Records provided:

┌──

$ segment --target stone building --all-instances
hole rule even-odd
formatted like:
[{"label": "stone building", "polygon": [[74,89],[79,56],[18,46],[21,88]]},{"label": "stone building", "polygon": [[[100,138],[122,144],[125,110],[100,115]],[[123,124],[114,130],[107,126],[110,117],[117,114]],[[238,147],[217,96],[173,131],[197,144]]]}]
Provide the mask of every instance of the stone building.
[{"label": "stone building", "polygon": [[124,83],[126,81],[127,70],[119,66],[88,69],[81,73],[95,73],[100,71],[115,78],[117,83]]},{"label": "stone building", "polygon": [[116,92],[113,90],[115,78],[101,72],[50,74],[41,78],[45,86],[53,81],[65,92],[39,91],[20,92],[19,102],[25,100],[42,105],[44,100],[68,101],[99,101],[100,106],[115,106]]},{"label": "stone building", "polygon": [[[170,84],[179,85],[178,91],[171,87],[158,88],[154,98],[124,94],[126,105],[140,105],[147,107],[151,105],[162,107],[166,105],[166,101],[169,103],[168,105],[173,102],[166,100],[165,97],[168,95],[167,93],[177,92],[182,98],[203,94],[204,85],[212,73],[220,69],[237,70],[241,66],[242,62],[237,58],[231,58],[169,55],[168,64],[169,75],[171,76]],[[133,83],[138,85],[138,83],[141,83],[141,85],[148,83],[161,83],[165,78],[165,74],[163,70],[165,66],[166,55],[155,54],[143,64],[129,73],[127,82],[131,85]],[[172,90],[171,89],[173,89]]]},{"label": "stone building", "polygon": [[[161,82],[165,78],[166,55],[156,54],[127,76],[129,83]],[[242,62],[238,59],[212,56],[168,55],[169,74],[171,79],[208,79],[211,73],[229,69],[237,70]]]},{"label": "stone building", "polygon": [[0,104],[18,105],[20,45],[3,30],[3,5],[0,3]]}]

└──

Stated task: Reproduce verbatim every line from the very first one through the line containing "Provide the mask", including both.

Result:
$ segment --target stone building --all-instances
hole rule even-odd
formatted like:
[{"label": "stone building", "polygon": [[74,89],[79,56],[18,46],[21,88]]},{"label": "stone building", "polygon": [[[100,138],[122,144],[125,110],[100,115]],[[123,124],[114,130],[107,126],[110,117],[117,114]],[[238,147],[217,96],[173,131],[197,144]]]}]
Provide the mask of every instance of the stone building.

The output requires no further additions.